What you are asked to do: Output the items below as a Markdown table with the columns Row and Line. Give each non-blank line its own numbered row, and leave out blank lines.

Provided records:
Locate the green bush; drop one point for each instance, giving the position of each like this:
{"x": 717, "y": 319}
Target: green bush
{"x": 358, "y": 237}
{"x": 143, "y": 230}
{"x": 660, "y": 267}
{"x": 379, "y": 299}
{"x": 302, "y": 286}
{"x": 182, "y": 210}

Expected answer:
| Row | Line |
|---|---|
| 1 | Locate the green bush; drop one point for each instance, giving the position of each like this: |
| 2 | {"x": 717, "y": 319} |
| 3 | Target: green bush |
| 4 | {"x": 358, "y": 237} |
| 5 | {"x": 143, "y": 230} |
| 6 | {"x": 660, "y": 267} |
| 7 | {"x": 379, "y": 299} |
| 8 | {"x": 302, "y": 286} |
| 9 | {"x": 182, "y": 210} |